Exercise data ->
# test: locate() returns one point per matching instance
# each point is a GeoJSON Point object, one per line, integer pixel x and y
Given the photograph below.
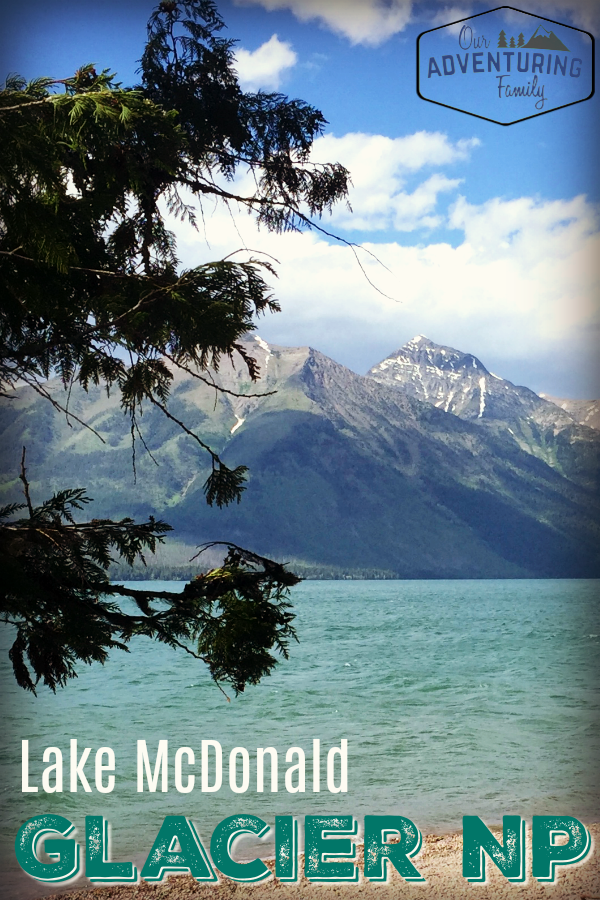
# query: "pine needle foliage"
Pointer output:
{"type": "Point", "coordinates": [92, 290]}
{"type": "Point", "coordinates": [56, 593]}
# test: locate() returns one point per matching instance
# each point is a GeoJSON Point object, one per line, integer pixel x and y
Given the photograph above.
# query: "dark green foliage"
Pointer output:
{"type": "Point", "coordinates": [89, 270]}
{"type": "Point", "coordinates": [56, 592]}
{"type": "Point", "coordinates": [92, 290]}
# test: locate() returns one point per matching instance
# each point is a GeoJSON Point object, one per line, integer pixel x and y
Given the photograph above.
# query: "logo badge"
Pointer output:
{"type": "Point", "coordinates": [505, 65]}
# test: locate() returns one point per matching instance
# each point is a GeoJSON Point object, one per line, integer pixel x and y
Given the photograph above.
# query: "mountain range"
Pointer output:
{"type": "Point", "coordinates": [429, 466]}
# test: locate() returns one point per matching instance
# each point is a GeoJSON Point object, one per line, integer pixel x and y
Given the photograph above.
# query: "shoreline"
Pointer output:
{"type": "Point", "coordinates": [439, 861]}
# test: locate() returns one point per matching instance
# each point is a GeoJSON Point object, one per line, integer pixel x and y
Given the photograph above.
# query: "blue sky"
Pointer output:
{"type": "Point", "coordinates": [489, 233]}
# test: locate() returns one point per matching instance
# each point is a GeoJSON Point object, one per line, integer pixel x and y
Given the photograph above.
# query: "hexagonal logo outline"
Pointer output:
{"type": "Point", "coordinates": [525, 118]}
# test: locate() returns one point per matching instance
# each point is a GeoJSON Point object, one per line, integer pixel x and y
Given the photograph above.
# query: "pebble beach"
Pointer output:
{"type": "Point", "coordinates": [440, 862]}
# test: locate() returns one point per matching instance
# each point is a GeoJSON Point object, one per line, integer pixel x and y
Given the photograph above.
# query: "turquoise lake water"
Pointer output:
{"type": "Point", "coordinates": [455, 697]}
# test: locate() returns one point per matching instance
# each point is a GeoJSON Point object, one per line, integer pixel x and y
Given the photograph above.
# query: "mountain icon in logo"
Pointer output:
{"type": "Point", "coordinates": [542, 39]}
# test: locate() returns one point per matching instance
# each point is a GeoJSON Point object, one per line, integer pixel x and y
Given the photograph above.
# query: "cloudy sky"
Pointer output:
{"type": "Point", "coordinates": [482, 237]}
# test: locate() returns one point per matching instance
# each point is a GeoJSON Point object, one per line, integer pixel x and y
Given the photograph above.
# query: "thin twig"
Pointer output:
{"type": "Point", "coordinates": [213, 384]}
{"type": "Point", "coordinates": [44, 393]}
{"type": "Point", "coordinates": [23, 478]}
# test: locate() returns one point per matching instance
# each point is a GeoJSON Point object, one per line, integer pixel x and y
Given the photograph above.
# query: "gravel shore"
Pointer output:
{"type": "Point", "coordinates": [440, 862]}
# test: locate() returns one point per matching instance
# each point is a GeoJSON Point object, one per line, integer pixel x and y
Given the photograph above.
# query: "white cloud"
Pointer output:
{"type": "Point", "coordinates": [362, 21]}
{"type": "Point", "coordinates": [518, 291]}
{"type": "Point", "coordinates": [379, 167]}
{"type": "Point", "coordinates": [264, 67]}
{"type": "Point", "coordinates": [582, 13]}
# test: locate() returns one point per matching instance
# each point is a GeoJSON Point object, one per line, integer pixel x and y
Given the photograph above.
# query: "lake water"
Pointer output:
{"type": "Point", "coordinates": [455, 697]}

What is required -> All entries must be written out again exactly as given, with no pictures in the copy.

Answer to this exercise ->
# test: locate() returns one point per matching instance
# each point is a GeoJSON Point object, one per line, integer pixel x and y
Given the photograph below.
# query: "pine needle foliage"
Pointer output:
{"type": "Point", "coordinates": [92, 290]}
{"type": "Point", "coordinates": [56, 593]}
# test: locate() returns one point per matching instance
# each point is a GeoJSON Point object, one per line, integer pixel x and y
Given the photograph above.
# query: "dark green foliage"
Pointer output:
{"type": "Point", "coordinates": [89, 270]}
{"type": "Point", "coordinates": [56, 592]}
{"type": "Point", "coordinates": [92, 290]}
# test: locate() returns one point per matching instance
# each point is a GeoJSON Point object, one per line, integer pixel x and y
Given the photograph above.
# query: "logo badge"
Pointer output:
{"type": "Point", "coordinates": [505, 65]}
# test: locate() returns one point per matching instance
# each point is a GeoJSON Point object, one per line, integer pixel x and y
Given the photograph above.
# query: "mountain range"
Pointer output:
{"type": "Point", "coordinates": [429, 466]}
# test: locate() returns one point per matching instance
# each point is a GeoJSON Point object, one per line, integer pixel x and y
Given the photograph above.
# query: "shoreline"
Pointer output:
{"type": "Point", "coordinates": [439, 861]}
# test: locate() returns one point per matching instance
# each point is a GeoJSON Point object, one per line, integer pixel x and y
Given the photograph above.
# query: "blue sky"
Pointer output:
{"type": "Point", "coordinates": [489, 233]}
# test: locate() returns one point per matching instance
# each point is a GeoJSON Point object, one per line, integer pixel x and y
Given the photograph above.
# query: "hexagonal logo outline"
Pointer output:
{"type": "Point", "coordinates": [525, 118]}
# test: locate() returns one point per matching instance
# each point is a GeoJSON Point object, one per line, integer pixel x and y
Given the photograph above.
# query: "pebble beach"
Pointer output:
{"type": "Point", "coordinates": [440, 862]}
# test: locate() returns one point per matching instance
# each point is a GeoJSON Point object, one per line, integer pixel x and y
Given the photograph above.
# query: "turquoise lake water"
Pointer output:
{"type": "Point", "coordinates": [455, 697]}
# test: locate() returns one point per matching instance
# each point is a GeoJSON Point object, one per line, integer pixel x and y
Given the photograph above.
# query: "mountain icon in logo"
Pointer output:
{"type": "Point", "coordinates": [542, 39]}
# test: locate() returns one point per matching instance
# each point is a GeoJSON Point object, one per line, integer pixel x and y
Given the photograph above.
# query: "cloudy sky"
Pointer output:
{"type": "Point", "coordinates": [482, 237]}
# test: locate() returns one point per matching instance
# each point is a GeoJSON Point object, one per line, integer pixel x and y
Given the photograph above.
# query: "thin twig"
Pointer output:
{"type": "Point", "coordinates": [213, 384]}
{"type": "Point", "coordinates": [44, 393]}
{"type": "Point", "coordinates": [23, 478]}
# test: locate() returns one point per matching instance
# each point is a GeoJSON Point object, one per line, integer pixel x and y
Given the photograph above.
# query: "gravel shore"
Pointer output:
{"type": "Point", "coordinates": [440, 862]}
# test: locate() returns one point per matching instance
# each point is a GeoJSON Point object, one per line, integer pixel x and y
Given the photograph above.
# query: "white cloud"
Pointer output:
{"type": "Point", "coordinates": [362, 21]}
{"type": "Point", "coordinates": [518, 291]}
{"type": "Point", "coordinates": [379, 167]}
{"type": "Point", "coordinates": [264, 67]}
{"type": "Point", "coordinates": [582, 13]}
# test: locate() returns one point per matching instance
# each point is a GeoJSON Point object, one per line, integer pixel x and y
Given the photograph above.
# query: "lake water"
Pointer output:
{"type": "Point", "coordinates": [455, 697]}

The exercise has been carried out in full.